Stated exercise | Leave the pictures out and transcribe every record exactly.

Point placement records
----------

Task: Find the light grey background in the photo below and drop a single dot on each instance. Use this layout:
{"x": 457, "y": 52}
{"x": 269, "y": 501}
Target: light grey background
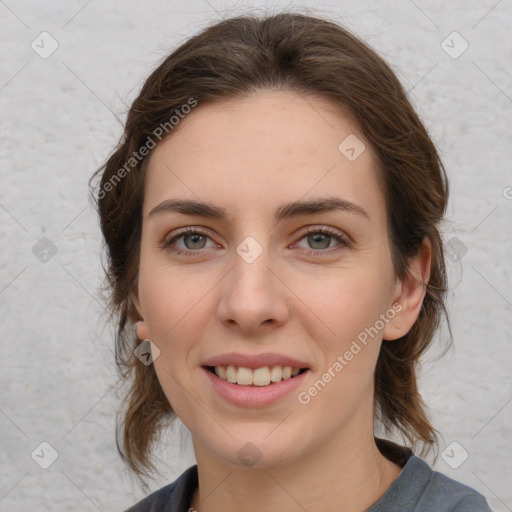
{"x": 60, "y": 118}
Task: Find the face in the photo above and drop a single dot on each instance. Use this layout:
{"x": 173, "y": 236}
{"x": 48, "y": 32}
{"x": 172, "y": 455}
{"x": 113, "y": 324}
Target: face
{"x": 259, "y": 271}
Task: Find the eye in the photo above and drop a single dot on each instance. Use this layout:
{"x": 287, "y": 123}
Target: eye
{"x": 319, "y": 239}
{"x": 189, "y": 241}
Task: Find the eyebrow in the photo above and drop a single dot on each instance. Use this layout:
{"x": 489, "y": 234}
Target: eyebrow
{"x": 284, "y": 211}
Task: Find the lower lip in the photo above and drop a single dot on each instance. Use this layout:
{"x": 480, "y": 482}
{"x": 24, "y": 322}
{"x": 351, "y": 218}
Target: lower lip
{"x": 255, "y": 396}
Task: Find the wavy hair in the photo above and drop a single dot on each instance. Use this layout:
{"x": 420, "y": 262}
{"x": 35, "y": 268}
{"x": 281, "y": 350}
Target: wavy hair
{"x": 309, "y": 55}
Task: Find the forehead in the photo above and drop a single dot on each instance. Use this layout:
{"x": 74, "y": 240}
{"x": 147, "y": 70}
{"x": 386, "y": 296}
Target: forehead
{"x": 261, "y": 150}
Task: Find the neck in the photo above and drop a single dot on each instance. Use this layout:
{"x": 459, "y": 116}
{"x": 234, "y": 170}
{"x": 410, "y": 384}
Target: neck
{"x": 339, "y": 476}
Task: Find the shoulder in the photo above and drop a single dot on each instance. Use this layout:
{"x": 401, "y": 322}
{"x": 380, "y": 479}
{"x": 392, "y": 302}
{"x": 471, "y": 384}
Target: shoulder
{"x": 173, "y": 497}
{"x": 445, "y": 494}
{"x": 421, "y": 489}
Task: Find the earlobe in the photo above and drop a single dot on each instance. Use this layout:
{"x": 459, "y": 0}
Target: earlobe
{"x": 410, "y": 293}
{"x": 141, "y": 325}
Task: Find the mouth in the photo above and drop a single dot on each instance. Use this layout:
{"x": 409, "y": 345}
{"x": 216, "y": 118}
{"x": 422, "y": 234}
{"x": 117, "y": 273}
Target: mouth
{"x": 265, "y": 376}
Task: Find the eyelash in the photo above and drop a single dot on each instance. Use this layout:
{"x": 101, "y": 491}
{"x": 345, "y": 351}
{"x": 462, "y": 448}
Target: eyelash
{"x": 341, "y": 239}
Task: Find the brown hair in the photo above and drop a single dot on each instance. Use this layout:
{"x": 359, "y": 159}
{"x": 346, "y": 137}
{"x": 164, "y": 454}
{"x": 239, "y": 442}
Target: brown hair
{"x": 309, "y": 55}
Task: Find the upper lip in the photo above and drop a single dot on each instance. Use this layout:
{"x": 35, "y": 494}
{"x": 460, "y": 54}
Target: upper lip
{"x": 254, "y": 361}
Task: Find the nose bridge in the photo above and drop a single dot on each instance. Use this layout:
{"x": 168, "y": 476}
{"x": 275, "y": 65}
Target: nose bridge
{"x": 251, "y": 294}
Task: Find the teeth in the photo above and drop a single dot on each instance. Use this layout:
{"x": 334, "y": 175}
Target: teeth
{"x": 258, "y": 377}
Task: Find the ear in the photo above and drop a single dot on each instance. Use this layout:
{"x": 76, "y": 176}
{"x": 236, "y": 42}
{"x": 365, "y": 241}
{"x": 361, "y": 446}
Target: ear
{"x": 141, "y": 324}
{"x": 410, "y": 293}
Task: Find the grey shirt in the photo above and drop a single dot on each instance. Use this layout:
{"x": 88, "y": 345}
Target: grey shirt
{"x": 417, "y": 489}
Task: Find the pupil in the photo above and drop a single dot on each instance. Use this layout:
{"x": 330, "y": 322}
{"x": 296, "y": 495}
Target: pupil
{"x": 318, "y": 238}
{"x": 196, "y": 239}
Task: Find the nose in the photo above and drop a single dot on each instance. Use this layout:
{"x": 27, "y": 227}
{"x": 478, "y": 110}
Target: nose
{"x": 253, "y": 296}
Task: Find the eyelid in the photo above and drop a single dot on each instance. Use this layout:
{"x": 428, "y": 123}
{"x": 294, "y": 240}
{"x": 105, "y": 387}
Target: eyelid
{"x": 344, "y": 240}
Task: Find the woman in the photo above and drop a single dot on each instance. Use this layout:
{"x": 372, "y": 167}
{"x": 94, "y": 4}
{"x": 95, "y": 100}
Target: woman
{"x": 271, "y": 218}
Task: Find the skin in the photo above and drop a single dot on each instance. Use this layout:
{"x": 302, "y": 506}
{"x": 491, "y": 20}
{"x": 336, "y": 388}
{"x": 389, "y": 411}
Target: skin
{"x": 248, "y": 157}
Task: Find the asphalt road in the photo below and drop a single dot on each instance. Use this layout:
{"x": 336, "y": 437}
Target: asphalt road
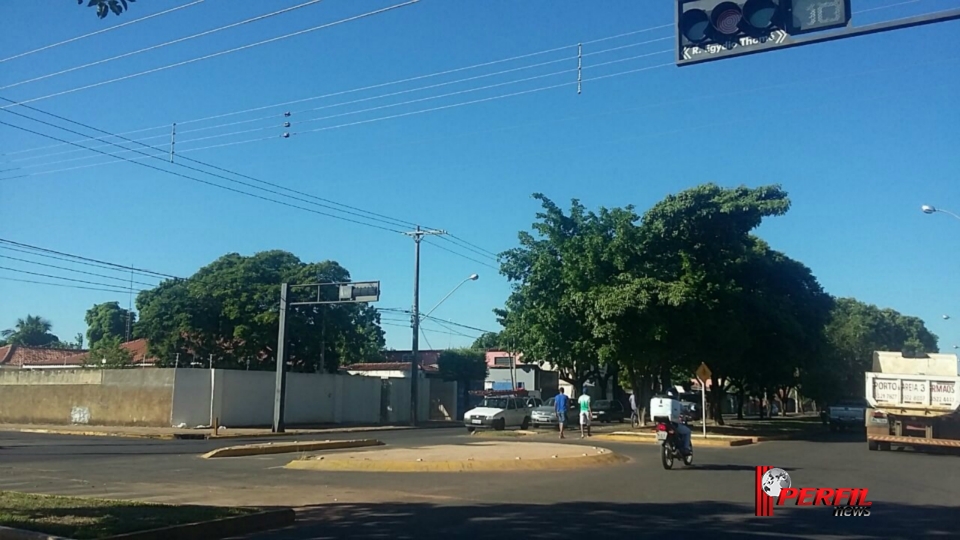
{"x": 914, "y": 495}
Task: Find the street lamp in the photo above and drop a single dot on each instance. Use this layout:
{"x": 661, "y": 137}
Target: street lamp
{"x": 472, "y": 277}
{"x": 416, "y": 317}
{"x": 927, "y": 209}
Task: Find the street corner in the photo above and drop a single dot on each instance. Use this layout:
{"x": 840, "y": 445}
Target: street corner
{"x": 288, "y": 447}
{"x": 481, "y": 456}
{"x": 644, "y": 437}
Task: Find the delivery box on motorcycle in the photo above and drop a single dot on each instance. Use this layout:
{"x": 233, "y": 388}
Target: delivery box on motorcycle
{"x": 665, "y": 409}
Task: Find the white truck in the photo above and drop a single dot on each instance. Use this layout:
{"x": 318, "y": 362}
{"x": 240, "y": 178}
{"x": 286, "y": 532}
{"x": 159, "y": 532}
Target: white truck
{"x": 913, "y": 401}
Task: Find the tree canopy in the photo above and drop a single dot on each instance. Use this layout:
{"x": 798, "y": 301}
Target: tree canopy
{"x": 32, "y": 331}
{"x": 107, "y": 320}
{"x": 230, "y": 309}
{"x": 650, "y": 297}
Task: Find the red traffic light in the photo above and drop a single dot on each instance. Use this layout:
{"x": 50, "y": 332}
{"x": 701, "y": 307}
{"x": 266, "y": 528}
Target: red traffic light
{"x": 726, "y": 18}
{"x": 694, "y": 25}
{"x": 760, "y": 14}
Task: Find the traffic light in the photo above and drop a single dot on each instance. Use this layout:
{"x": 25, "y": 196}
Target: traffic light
{"x": 713, "y": 29}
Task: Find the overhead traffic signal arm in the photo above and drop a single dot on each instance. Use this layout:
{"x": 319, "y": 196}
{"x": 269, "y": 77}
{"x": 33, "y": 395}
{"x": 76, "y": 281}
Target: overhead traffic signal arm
{"x": 713, "y": 29}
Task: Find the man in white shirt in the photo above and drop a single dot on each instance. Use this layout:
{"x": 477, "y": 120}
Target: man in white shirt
{"x": 585, "y": 412}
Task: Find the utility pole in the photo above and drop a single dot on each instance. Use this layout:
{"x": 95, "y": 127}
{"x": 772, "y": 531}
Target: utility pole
{"x": 415, "y": 320}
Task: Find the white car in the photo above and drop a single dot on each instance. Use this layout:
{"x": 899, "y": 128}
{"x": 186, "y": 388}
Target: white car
{"x": 498, "y": 413}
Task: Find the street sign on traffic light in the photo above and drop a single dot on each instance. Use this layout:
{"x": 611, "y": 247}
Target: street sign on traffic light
{"x": 714, "y": 29}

----------

Completed exercise |
Task: Find the light grey background in the photo below and drop a single dot on each instance. Use this layout:
{"x": 457, "y": 52}
{"x": 269, "y": 501}
Target: light grey background
{"x": 60, "y": 118}
Task: Find the face in the photo above and drop a single dot on each instance. Use this layout:
{"x": 173, "y": 236}
{"x": 48, "y": 32}
{"x": 172, "y": 455}
{"x": 113, "y": 324}
Target: face
{"x": 259, "y": 271}
Task: Find the eye in the photo above and drop a single dot on each instance. Use this layout:
{"x": 287, "y": 123}
Target: eye
{"x": 319, "y": 239}
{"x": 189, "y": 241}
Task: Find the eyebrow in the photo above and drop a single dot on each instance. Use this layout:
{"x": 489, "y": 234}
Target: eyebrow
{"x": 284, "y": 211}
Task: Find the lower lip in the photo above and drop a single dot on each instance. Use this layout:
{"x": 480, "y": 482}
{"x": 24, "y": 322}
{"x": 351, "y": 218}
Target: lower lip
{"x": 255, "y": 396}
Task: Find the wavy hair in the photo above and drop a single dot on each instance. Use this layout:
{"x": 420, "y": 262}
{"x": 35, "y": 268}
{"x": 281, "y": 350}
Target: wavy hair
{"x": 309, "y": 55}
Task: Find the forehead in the photo above and drop a single dot on each instance. Use this layout:
{"x": 74, "y": 240}
{"x": 147, "y": 70}
{"x": 386, "y": 296}
Target: forehead
{"x": 261, "y": 150}
Task: Find the neck in the photo above and drop a single dot on each instance. Use this layout:
{"x": 459, "y": 116}
{"x": 234, "y": 170}
{"x": 410, "y": 384}
Target: neck
{"x": 339, "y": 476}
Task: Find the shoulder in the photo above and drop a single dot on each instance. Use this layout:
{"x": 401, "y": 322}
{"x": 380, "y": 479}
{"x": 392, "y": 302}
{"x": 471, "y": 384}
Target: shoulder
{"x": 173, "y": 497}
{"x": 445, "y": 494}
{"x": 421, "y": 489}
Task: Find the earlobe in the photo above and drop a single dot on each instance. Use this layout:
{"x": 459, "y": 0}
Target: earlobe
{"x": 410, "y": 293}
{"x": 141, "y": 325}
Task: Find the mouth in the photo above and drop a single dot on each instance. Use this layout:
{"x": 409, "y": 345}
{"x": 216, "y": 118}
{"x": 422, "y": 234}
{"x": 117, "y": 273}
Target: mouth
{"x": 265, "y": 376}
Task: Find the eyelash in the photo above and drop a single dot on each instance. Use this layout:
{"x": 101, "y": 491}
{"x": 345, "y": 351}
{"x": 462, "y": 448}
Target: eyelash
{"x": 341, "y": 239}
Task: Find the brown hair in the photo above and drop a single dot on each instance. Use this layout:
{"x": 359, "y": 159}
{"x": 346, "y": 137}
{"x": 164, "y": 454}
{"x": 239, "y": 442}
Target: brown hair
{"x": 309, "y": 55}
Task: Find the upper lip in the photo above and drop a single dot on each instance. Use this layout:
{"x": 35, "y": 494}
{"x": 460, "y": 54}
Target: upper lip
{"x": 254, "y": 361}
Task: Find the nose bridge in the photo above and drop a single dot on each instance. Use this layout:
{"x": 168, "y": 476}
{"x": 275, "y": 65}
Target: nose bridge
{"x": 251, "y": 294}
Task: Find the teeth in the photo above and drop a single dot on each instance. Use this layout:
{"x": 334, "y": 175}
Target: teeth
{"x": 258, "y": 377}
Task: Find the ear in the photo above and drop a single dot on each instance. Use this layout:
{"x": 76, "y": 176}
{"x": 236, "y": 42}
{"x": 365, "y": 241}
{"x": 361, "y": 446}
Target: ear
{"x": 141, "y": 324}
{"x": 410, "y": 293}
Task: Find the grey shirt in the photo above and drop a single dot on each instance. Use this layout:
{"x": 88, "y": 345}
Target: grey shirt
{"x": 417, "y": 489}
Task: Find the pupil in the photo above and drop a single dot on each instance. Use this layout:
{"x": 330, "y": 322}
{"x": 296, "y": 495}
Target: pupil
{"x": 318, "y": 238}
{"x": 196, "y": 239}
Task: Find the nose in the photo above and drop a single dot on each instance. Use this layout:
{"x": 27, "y": 227}
{"x": 478, "y": 110}
Target: nose
{"x": 253, "y": 296}
Task: Find the eyelid in the photo above and drop a single dot on each instance. Use this layout:
{"x": 428, "y": 123}
{"x": 294, "y": 240}
{"x": 105, "y": 387}
Target: eyelid
{"x": 344, "y": 240}
Task: Find the woman in the photo above and drop a single dot on each instance. Use this layout:
{"x": 372, "y": 167}
{"x": 94, "y": 4}
{"x": 95, "y": 100}
Target: woman
{"x": 271, "y": 218}
Task: Find the skin in the photo above and drop a single dot on each instance. Use this layout:
{"x": 302, "y": 506}
{"x": 491, "y": 20}
{"x": 336, "y": 388}
{"x": 389, "y": 411}
Target: skin
{"x": 248, "y": 157}
Task: Find the asphalt road in the photo below and drop a single dot on each instance. Use this layout:
{"x": 336, "y": 437}
Target: asphalt road
{"x": 914, "y": 495}
Task: Find the street lamp in the photo above and drop a single dot on each instance. Use this layout:
{"x": 661, "y": 137}
Target: street lamp
{"x": 472, "y": 277}
{"x": 416, "y": 317}
{"x": 927, "y": 209}
Task: Find the street corner in the photo above and drop a single dot on each instance. Use this layout:
{"x": 840, "y": 445}
Target: street corner
{"x": 288, "y": 447}
{"x": 481, "y": 456}
{"x": 644, "y": 437}
Task: Find the delivery box on motorcycle in the photo above and drop a single dot on each instance. Use this layout:
{"x": 233, "y": 388}
Target: delivery box on motorcycle
{"x": 665, "y": 409}
Task: Find the white truck in the photo above and drop a single dot on each instance. Use this layout:
{"x": 318, "y": 362}
{"x": 240, "y": 178}
{"x": 286, "y": 532}
{"x": 159, "y": 532}
Target: white truck
{"x": 913, "y": 401}
Task: Find the tree canopy in the photo above and drop a single dot on each instance. Use this layout:
{"x": 798, "y": 301}
Target: tree canopy
{"x": 32, "y": 331}
{"x": 107, "y": 320}
{"x": 230, "y": 309}
{"x": 650, "y": 297}
Task: Find the red traffic light in the photo above and drop a single dot on each instance. Use this layout:
{"x": 50, "y": 332}
{"x": 701, "y": 307}
{"x": 266, "y": 528}
Target: red traffic light
{"x": 726, "y": 18}
{"x": 694, "y": 25}
{"x": 760, "y": 14}
Task: Find the traffic light in the photo above and drop a single dot on each instance. Use this layout:
{"x": 25, "y": 196}
Target: traffic light
{"x": 713, "y": 29}
Task: Find the overhead traffic signal arm in the photo above and drop a single dot on each instance. Use this layout:
{"x": 319, "y": 196}
{"x": 269, "y": 77}
{"x": 33, "y": 395}
{"x": 76, "y": 281}
Target: overhead traffic signal arm
{"x": 713, "y": 29}
Task: Find the man in white shirt in the photo above and drop a single dot on each instance. Use this layout:
{"x": 477, "y": 120}
Target: man in white shirt
{"x": 585, "y": 412}
Task: Find the utility pole in the photo above and drop a single dot on each instance. Use this layout:
{"x": 95, "y": 127}
{"x": 772, "y": 531}
Target: utility pole
{"x": 415, "y": 320}
Task: Find the white car in the photo above and drop a single dot on each instance. Use this layout:
{"x": 899, "y": 128}
{"x": 186, "y": 388}
Target: white car
{"x": 498, "y": 413}
Task: Find the street sign on traffic light in the photo above and drop a single dot on each instance. Use this layout:
{"x": 611, "y": 247}
Target: street sign on traffic light
{"x": 714, "y": 29}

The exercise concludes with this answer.